◆ Stated problem ◆
Write out the records again, exactly, leaving none out.
***** Records
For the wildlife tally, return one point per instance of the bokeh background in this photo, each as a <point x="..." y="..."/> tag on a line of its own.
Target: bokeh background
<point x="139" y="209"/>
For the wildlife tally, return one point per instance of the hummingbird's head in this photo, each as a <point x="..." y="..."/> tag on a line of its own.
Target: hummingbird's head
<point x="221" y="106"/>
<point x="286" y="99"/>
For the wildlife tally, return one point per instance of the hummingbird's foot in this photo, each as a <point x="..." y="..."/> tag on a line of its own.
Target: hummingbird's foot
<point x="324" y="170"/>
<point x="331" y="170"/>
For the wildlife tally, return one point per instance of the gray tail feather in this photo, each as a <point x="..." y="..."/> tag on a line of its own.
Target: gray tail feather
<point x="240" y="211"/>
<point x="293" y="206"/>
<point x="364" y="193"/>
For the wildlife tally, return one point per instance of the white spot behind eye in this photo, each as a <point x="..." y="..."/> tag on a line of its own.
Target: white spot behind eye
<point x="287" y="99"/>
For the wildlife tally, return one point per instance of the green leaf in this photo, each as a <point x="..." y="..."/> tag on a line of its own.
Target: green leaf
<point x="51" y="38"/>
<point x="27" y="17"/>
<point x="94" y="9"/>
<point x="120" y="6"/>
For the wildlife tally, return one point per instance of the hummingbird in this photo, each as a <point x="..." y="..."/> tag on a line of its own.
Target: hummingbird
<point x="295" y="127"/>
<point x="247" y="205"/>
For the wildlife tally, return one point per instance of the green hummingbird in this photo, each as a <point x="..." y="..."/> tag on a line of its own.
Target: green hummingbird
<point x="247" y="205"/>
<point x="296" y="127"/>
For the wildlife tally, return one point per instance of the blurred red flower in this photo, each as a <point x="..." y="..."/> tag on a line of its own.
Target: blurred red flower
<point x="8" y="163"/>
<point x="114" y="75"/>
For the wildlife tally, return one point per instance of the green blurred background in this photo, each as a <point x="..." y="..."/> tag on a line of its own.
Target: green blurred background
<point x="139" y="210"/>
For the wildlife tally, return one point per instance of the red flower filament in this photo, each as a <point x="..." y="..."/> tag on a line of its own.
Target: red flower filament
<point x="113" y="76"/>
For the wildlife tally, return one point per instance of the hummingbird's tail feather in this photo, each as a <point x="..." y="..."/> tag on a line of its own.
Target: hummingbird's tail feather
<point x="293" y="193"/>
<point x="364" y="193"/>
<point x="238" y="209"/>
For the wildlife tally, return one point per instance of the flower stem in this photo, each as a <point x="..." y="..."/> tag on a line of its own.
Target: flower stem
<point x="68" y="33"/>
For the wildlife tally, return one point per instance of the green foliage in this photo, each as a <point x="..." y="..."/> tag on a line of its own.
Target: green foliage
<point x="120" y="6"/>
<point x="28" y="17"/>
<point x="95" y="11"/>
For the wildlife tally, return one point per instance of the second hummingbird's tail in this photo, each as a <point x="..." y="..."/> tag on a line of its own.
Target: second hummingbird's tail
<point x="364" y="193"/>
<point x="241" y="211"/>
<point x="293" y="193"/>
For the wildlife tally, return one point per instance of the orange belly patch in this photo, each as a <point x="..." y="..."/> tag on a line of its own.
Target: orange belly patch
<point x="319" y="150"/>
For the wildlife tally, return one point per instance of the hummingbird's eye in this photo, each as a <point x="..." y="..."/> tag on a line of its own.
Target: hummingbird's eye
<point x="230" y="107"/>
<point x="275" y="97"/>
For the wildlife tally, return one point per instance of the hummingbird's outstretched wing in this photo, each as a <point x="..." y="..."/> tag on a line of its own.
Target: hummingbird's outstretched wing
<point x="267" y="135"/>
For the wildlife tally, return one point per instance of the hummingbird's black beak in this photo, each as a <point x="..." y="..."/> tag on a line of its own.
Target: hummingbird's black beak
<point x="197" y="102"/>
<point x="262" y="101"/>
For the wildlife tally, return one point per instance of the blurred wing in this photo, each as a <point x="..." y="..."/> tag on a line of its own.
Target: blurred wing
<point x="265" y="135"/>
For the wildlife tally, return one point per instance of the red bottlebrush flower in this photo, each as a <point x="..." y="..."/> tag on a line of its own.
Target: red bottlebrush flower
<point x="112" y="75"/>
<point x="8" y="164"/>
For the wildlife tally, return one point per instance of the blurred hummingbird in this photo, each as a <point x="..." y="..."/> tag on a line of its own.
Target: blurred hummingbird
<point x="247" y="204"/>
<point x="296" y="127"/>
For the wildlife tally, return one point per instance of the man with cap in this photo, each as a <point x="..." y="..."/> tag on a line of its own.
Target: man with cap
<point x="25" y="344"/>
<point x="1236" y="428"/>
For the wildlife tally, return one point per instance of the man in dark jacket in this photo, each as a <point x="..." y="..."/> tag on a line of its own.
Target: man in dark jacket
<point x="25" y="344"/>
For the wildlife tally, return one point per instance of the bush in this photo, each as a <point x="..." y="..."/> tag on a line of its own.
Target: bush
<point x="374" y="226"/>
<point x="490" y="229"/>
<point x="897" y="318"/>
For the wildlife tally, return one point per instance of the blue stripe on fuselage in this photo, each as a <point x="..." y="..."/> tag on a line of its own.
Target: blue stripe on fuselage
**********
◆ Exercise output ◆
For the wildlife tally, return one point per instance of the bokeh background in this photo, each as a <point x="..." y="..."/> tag on a line of its own.
Target: bokeh background
<point x="139" y="209"/>
For the wildlife tally, return one point per instance of the hummingbird's head in this photo, each as a <point x="..." y="..."/> tag on a line of its own.
Target: hummingbird's head
<point x="221" y="106"/>
<point x="286" y="99"/>
For the wildlife tally, return one point per instance of the hummingbird's foot in this photo, each as a <point x="..." y="..."/> tag on a line of its own.
Target: hummingbird's foot
<point x="324" y="170"/>
<point x="331" y="170"/>
For the wildlife tally, return one point per instance of the gray tail feather in this photo, each as a <point x="..." y="..."/> tag on a line of its own.
Target: gray tail feather
<point x="240" y="211"/>
<point x="293" y="206"/>
<point x="364" y="193"/>
For the wildlife tally, return one point per instance of the white spot behind eye in this photo, each as a <point x="..." y="..."/> tag on a line of its own.
Target: white spot behind eye
<point x="287" y="99"/>
For the wildlife tally, return one point per instance of the green leaf in this photo, each as a <point x="..." y="..."/> tag on a line of its own.
Target: green leaf
<point x="51" y="38"/>
<point x="27" y="17"/>
<point x="94" y="9"/>
<point x="120" y="6"/>
For the wildlife tally, return one point per instance of the hummingbird in this photo, each as a <point x="..." y="..."/> tag on a line of its own.
Target: hummingbird
<point x="295" y="127"/>
<point x="247" y="205"/>
For the wildlife tally, return one point per instance of the green hummingbird in this photo, each as a <point x="..." y="..."/> tag on a line of its own.
Target: green hummingbird
<point x="247" y="205"/>
<point x="296" y="127"/>
For the wildlife tally, return one point per instance of the blurred red flower in this photo, each as a <point x="..." y="..."/> tag on a line of its own.
Target: blurred red flower
<point x="8" y="163"/>
<point x="114" y="75"/>
For the wildlife tally, return one point per instance of the green blurred background in this photo, each as a <point x="..." y="..."/> tag on a line of its own.
Target: green blurred background
<point x="139" y="210"/>
For the wildlife tally, return one point per instance of the red flower filament in this photo, each as a <point x="..." y="..."/> tag on a line of its own.
Target: red flower filament
<point x="113" y="76"/>
For the wildlife tally, return one point per instance of the hummingbird's tail feather in this photo, each as a <point x="..." y="..."/> tag on a line of its own.
Target: hummingbird's tail feather
<point x="293" y="193"/>
<point x="364" y="193"/>
<point x="238" y="209"/>
For the wildlife tally, return one point per instance of the flower stem in this photo, each as a <point x="..." y="..."/> tag on a line of its own.
Target: flower stem
<point x="68" y="33"/>
For the wildlife tally, return one point per instance of the green foliage in this photo, each as a <point x="..." y="..."/> tag on a line of its own.
Target: green foliage
<point x="120" y="6"/>
<point x="28" y="17"/>
<point x="95" y="11"/>
For the wildlife tally, return one point per instance of the second hummingbird's tail in this photo, each as a <point x="..." y="..."/> tag on a line of its own.
Target: second hummingbird's tail
<point x="364" y="193"/>
<point x="241" y="211"/>
<point x="293" y="193"/>
For the wildlife tally, return one point per instance of the orange belly patch in this photo, each as a <point x="..." y="..."/> tag on a line of its own.
Target: orange belly patch
<point x="319" y="150"/>
For the wildlife tally, return one point per instance of the hummingbird's eye in this photo, each as a <point x="..." y="..."/> tag on a line of its own.
Target: hummingbird's eye
<point x="230" y="107"/>
<point x="275" y="97"/>
For the wildlife tally, return one point per instance of the hummingbird's outstretched wing in this photo, each as a <point x="..." y="..."/> tag on a line of its own.
Target: hummingbird's outstretched wing
<point x="267" y="135"/>
For the wildlife tally, return one point per instance of the hummingbird's black beak in this photo, each as a <point x="..." y="..."/> tag on a line of its own.
Target: hummingbird's black beak
<point x="197" y="102"/>
<point x="262" y="101"/>
For the wildlife tally, return one point per instance of the blurred wing in this photo, each as a <point x="..." y="..."/> tag on a line of its own.
Target: blurred wing
<point x="265" y="135"/>
For the wildlife tally, return one point per instance of the red bottlebrush flower in this photo, each as a <point x="..." y="..."/> tag on a line of its own.
Target: red bottlebrush flower
<point x="112" y="75"/>
<point x="8" y="164"/>
For the wildlife tally, return one point per instance of the blurred hummingbird in this photo, each as a <point x="..." y="..."/> tag on a line of its own.
Target: blurred hummingbird
<point x="247" y="204"/>
<point x="296" y="127"/>
For the wildlife tally, return one point per instance of the man with cap in this photo, each as a <point x="..." y="..."/> tag on a line of its own.
Target: man with cap
<point x="25" y="344"/>
<point x="1236" y="428"/>
For the wildlife tally, return one point per instance of the man in dark jacket in this photo, each as a <point x="..." y="..."/> tag on a line of its own.
Target: man in dark jacket
<point x="25" y="344"/>
For the wildlife tally, return one point per instance of the bush in this photo, each as a <point x="..." y="..."/> tag on a line of its own.
Target: bush
<point x="374" y="226"/>
<point x="490" y="229"/>
<point x="897" y="318"/>
For the wildlife tally, return one point per instance of the blue stripe on fuselage in this photo, each as a <point x="..." y="..."/> tag on a line of its own.
Target: blue stripe on fuselage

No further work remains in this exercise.